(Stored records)
== == ==

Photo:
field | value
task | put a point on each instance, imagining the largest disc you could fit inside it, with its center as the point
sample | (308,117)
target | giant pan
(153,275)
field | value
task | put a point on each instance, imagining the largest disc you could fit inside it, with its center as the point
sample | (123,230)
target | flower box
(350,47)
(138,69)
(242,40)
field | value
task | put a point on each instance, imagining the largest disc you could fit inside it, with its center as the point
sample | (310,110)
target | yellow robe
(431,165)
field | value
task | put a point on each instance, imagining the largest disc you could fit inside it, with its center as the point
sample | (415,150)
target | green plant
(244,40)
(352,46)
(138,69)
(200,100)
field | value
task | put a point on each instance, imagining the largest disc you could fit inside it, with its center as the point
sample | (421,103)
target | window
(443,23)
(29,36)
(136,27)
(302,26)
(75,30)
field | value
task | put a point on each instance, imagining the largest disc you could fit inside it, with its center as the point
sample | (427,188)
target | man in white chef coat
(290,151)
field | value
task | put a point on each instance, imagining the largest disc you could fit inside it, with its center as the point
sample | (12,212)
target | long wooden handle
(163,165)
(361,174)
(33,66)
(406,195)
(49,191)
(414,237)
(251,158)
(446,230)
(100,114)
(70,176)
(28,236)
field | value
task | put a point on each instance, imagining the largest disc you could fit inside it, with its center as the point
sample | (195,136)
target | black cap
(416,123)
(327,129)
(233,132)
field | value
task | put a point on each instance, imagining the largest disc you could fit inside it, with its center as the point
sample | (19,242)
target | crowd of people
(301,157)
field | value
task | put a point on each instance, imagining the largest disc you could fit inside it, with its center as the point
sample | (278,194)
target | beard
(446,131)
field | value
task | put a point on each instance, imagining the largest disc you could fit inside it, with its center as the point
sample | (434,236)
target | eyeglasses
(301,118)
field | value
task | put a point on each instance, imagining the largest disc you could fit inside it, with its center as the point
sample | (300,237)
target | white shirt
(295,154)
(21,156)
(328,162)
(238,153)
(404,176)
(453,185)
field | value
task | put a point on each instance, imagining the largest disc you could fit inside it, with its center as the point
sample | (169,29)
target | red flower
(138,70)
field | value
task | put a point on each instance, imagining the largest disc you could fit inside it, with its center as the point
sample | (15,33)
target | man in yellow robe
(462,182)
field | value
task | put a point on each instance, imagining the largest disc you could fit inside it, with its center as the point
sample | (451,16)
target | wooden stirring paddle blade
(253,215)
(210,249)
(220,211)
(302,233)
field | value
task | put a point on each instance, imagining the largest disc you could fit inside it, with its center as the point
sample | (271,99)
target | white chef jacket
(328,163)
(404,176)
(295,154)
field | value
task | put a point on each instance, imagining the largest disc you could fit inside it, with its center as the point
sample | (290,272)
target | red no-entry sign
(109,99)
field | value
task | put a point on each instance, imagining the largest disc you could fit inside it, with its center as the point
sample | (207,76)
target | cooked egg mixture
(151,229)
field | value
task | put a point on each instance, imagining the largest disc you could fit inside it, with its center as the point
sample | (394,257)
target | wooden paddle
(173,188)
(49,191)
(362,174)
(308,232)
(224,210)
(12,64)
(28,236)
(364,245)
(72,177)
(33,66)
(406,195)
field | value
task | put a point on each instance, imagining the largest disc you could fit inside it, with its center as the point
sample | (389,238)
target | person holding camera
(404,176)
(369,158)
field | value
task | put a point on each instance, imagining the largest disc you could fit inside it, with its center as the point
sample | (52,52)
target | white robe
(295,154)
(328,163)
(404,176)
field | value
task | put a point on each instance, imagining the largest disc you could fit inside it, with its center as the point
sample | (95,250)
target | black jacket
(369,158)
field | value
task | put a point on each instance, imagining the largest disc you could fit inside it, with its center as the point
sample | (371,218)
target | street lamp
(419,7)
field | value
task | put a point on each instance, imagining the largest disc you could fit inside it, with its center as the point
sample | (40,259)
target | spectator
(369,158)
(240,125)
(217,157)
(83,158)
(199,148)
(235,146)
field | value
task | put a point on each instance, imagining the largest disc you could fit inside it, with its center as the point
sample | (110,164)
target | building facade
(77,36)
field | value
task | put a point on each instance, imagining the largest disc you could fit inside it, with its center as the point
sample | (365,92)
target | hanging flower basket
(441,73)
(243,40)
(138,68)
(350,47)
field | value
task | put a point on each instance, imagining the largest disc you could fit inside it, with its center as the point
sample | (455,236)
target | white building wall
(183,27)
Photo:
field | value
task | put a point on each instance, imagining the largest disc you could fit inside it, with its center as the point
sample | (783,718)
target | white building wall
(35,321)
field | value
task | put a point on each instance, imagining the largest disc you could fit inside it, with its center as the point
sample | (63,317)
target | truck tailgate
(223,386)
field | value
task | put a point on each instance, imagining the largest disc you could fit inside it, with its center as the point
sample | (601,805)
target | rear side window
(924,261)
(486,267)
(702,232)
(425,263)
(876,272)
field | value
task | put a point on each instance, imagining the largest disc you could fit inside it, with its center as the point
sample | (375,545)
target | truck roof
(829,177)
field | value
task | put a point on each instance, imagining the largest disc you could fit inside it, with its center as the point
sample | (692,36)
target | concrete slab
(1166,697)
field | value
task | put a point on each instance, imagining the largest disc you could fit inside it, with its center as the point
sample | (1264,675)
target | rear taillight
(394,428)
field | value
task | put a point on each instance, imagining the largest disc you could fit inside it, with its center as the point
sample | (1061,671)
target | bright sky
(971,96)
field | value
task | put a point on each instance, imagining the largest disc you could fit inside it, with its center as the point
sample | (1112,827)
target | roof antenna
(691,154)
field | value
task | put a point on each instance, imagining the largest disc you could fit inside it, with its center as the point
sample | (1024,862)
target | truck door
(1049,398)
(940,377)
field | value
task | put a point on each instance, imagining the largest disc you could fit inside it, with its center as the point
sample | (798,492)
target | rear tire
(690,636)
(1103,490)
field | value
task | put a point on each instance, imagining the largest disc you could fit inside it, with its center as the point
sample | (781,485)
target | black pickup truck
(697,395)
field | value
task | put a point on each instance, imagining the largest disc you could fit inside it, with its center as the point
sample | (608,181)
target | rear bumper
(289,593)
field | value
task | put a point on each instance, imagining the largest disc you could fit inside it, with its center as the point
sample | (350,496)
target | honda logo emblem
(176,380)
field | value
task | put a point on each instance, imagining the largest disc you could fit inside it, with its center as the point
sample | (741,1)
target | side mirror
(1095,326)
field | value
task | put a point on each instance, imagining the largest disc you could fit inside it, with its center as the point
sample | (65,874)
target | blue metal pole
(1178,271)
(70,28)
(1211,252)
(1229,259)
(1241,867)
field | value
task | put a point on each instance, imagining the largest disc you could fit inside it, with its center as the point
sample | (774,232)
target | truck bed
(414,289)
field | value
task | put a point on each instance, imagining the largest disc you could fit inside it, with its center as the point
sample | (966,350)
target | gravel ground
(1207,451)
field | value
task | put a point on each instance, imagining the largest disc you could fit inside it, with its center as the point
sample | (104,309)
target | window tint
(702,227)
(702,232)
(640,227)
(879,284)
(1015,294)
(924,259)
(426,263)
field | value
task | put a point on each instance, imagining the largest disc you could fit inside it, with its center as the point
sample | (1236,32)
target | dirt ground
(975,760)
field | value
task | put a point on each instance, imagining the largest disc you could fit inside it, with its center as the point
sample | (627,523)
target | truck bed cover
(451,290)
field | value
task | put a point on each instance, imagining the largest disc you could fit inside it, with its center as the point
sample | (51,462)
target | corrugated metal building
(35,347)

== == ==

# Written problem:
Restate the listing above word for word.

# Solved exercise:
Photo:
field | value
task | put a point on each instance, imagining the largest disc you could fit inside it, with its center as the point
sample | (308,117)
target | giant pan
(153,275)
field | value
task | put a point on each instance, imagining the largest disc you could fit inside it, with its center as the point
sample | (123,230)
target | flower box
(350,47)
(138,69)
(242,40)
field | value
task | put a point on each instance, imagining the largest disc you could fit inside it, with its center as the point
sample | (310,110)
target | yellow robe
(431,165)
field | value
task | put a point on each instance, imagining the largest disc you could fit inside it, with its center as the point
sample | (415,150)
target | green plant
(244,40)
(352,46)
(138,69)
(200,100)
field | value
task | put a point on each instance, imagining the largest disc you could fit inside it, with its center as the point
sample | (421,103)
target | window
(443,23)
(29,36)
(136,27)
(302,26)
(75,30)
field | value
task | put a point on each instance, imagining the largest disc you could fit inside it, with its center as the point
sample | (427,188)
target | man in white chef coat
(290,151)
field | value
task | put a point on each instance, imagining the largest disc you could fit inside it, with its center as the point
sample | (12,212)
target | long wooden handle
(163,165)
(361,174)
(33,66)
(406,195)
(49,191)
(414,237)
(251,158)
(446,230)
(100,114)
(70,176)
(28,236)
field | value
task | put a point on each instance, imagining the largest disc you could fit inside it, with its center as the point
sample | (195,136)
target | black cap
(416,123)
(327,129)
(233,132)
field | value
task | put a point on each instance, imagining the largest disc you could fit inside it, with its center as the point
sample | (19,242)
target | crowd of people
(301,157)
field | value
task | put a point on each instance, imagining the largest disc you could fit inside it, with its center as the point
sample | (278,194)
target | beard
(446,131)
field | value
task | put a point on each instance, imagining the largest disc you could fit inside it, with its center as the point
sample | (434,236)
target | eyeglasses
(301,118)
field | value
task | put a point on each instance, imagining the largest disc you could fit inside it, with its center as the point
sample | (300,237)
target | white shirt
(295,154)
(21,156)
(328,162)
(238,153)
(404,176)
(453,185)
field | value
task | put a point on each instance, imagining the largest disc you could fit inside it, with its center as the point
sample | (169,29)
target | red flower
(138,70)
field | value
task | put a point on each instance, imagining the largest disc you could fit inside it, with its center as the point
sample | (15,33)
target | man in yellow robe
(462,182)
field | value
task | put a point on each instance, imagining the largest disc you could fit inside it, with its center as the point
sample | (451,16)
target | wooden stirring paddle blade
(253,215)
(210,249)
(220,211)
(302,233)
field | value
task | put a point on each instance, imagining the largest disc you could fit inside it, with its center as the point
sample | (271,99)
target | white chef jacket
(328,163)
(404,176)
(295,154)
field | value
task | put a point on each instance, imagining the largest disc you could fit inside it, with its center as the point
sample | (290,272)
target | red no-entry sign
(109,99)
field | value
task | put a point on each instance, imagining the largest disc you could fit inside it, with its center as the point
sample | (207,76)
target | cooked egg mixture
(151,229)
field | value
task | put a point on each instance, imagining the largest disc you could fit inside it, with its center as the point
sample | (394,257)
target | wooden paddle
(173,188)
(49,191)
(362,174)
(308,232)
(224,210)
(12,64)
(28,236)
(364,245)
(72,177)
(33,66)
(406,195)
field | value
task | put a point on each instance, imagining the largest disc you could fit inside it, with its center as the point
sample | (389,238)
target | person holding camera
(404,176)
(369,158)
field | value
task | put a point on each instance, imagining the largest disc you could fit inside it, with its center as the point
sample | (52,52)
target | white robe
(295,154)
(328,163)
(404,176)
field | value
task | put a point on each instance, imagining the largest disc you could fit inside it, with its center as the point
sample | (95,250)
target | black jacket
(369,158)
field | value
task | put a point on each instance, imagining the largest disc you could fit inside it, with its center as the point
sample | (371,218)
target | street lamp
(419,7)
field | value
task | put a point on each instance, imagining the largest disc you could fit inside it, with its center as the point
sample | (40,259)
target | spectator
(369,158)
(240,125)
(217,157)
(83,158)
(199,148)
(235,146)
field | value
task | put a point on each instance, imagining the largest disc you could fit inside it, with its center as the point
sample | (110,164)
target | building facade
(77,36)
field | value
task | put a point on each instance, imagining the largest disc you could fit inside it, with its center as the point
sample | (365,92)
target | hanging flower basket
(441,73)
(243,40)
(138,68)
(350,47)
field | value
task | put a point on each instance, imagining the largest disc you could fit inside it, with its center as the point
sample | (455,236)
target | white building wall
(183,27)
Photo:
field | value
task | put a point on each instance, imagining the largest disc you could fit inside it, with its center as the point
sample | (783,718)
target | white building wall
(35,321)
field | value
task | put a point on each instance, imagining the largest disc you could fit inside it, with its center as the point
sample | (63,317)
target | truck tailgate
(223,386)
field | value
task | put a point on each instance, imagining the largest disc you could fit inside it, with its center as the point
sample | (601,805)
target | rear side window
(924,261)
(486,267)
(702,232)
(425,263)
(876,272)
field | value
task | put a point on each instance, imagining the largest disc you could fit inside it, with its center as the point
sample | (375,545)
target | truck roof
(829,177)
field | value
task | put a point on each instance, imagining the largest disc you could fit inside it, with its center as the point
sample | (692,36)
target | concrete slab
(1166,697)
field | value
task | put a point on each instance, imagining the largest disc you could fit inside it, with its center as the point
sample | (1264,675)
target | rear taillight
(394,428)
field | value
task | put a point on each instance, imagining the largest disc you could fit inside it, with its center as the point
sample | (1061,671)
target | bright sky
(971,96)
field | value
task | put a point on each instance, imagining the largest disc you could fit inside it, with its center as the point
sample | (1112,827)
target | roof antenna
(691,154)
field | value
task | put a point on each instance, imagining the largest disc you could fit inside it, with its center as the point
sample | (1024,862)
target | truck door
(1049,398)
(940,377)
field | value
task | put a point on each instance, imagining the largest disc you could fit inside it, with its center as the point
sample | (798,492)
target | rear tire
(690,636)
(1103,490)
field | value
task | put a point on each instance, imagining the largest disc you could fit inside it, with its center as the point
sample | (781,485)
target | black pickup truck
(697,395)
field | value
task | put a point on each instance, imagining the largest disc you could fit inside it, with its center as the point
sample | (608,181)
target | rear bumper
(289,593)
field | value
task | put a point on each instance, imagining the largest disc you could fit inside it, with its center as the point
sample | (350,496)
target | honda logo emblem
(176,380)
field | value
task | put a point on each instance, imagining the largest disc you could fit inside it, with its center as the point
sample | (741,1)
target | side mirror
(1095,326)
field | value
task | put a point on each instance, imagining the largest disc you could fit inside it, with its center as the point
sample | (65,874)
target | blue metal pole
(1178,271)
(70,28)
(1211,252)
(1229,259)
(1241,867)
field | value
task | put a point on each instance, imagining the largest disc you could fit inside it, with its center as the point
sample | (774,232)
target | truck bed
(414,289)
field | value
task | put a point on each instance, imagining the largest disc you could fit inside it, with its center as the point
sample | (966,350)
target | gravel ground
(1207,451)
field | value
task | put a point on each instance, imagining the largest disc you could fit inside it, with its center as the point
sample | (104,309)
target | window tint
(702,227)
(702,232)
(640,227)
(879,284)
(1015,294)
(924,259)
(426,263)
field | value
task | put a point on each instance, imagining the largest disc you could fit inside it, with its center as the point
sample | (1236,32)
target | dirt ground
(975,760)
field | value
task | put a point on each instance, imagining the largest disc you could fit inside it, with its center as the point
sample | (627,523)
target | truck bed cover
(451,290)
field | value
task | put a point on each instance, imagining the largest disc you could fit inside it, with its center as the point
sample | (51,462)
target | corrugated metal building
(35,347)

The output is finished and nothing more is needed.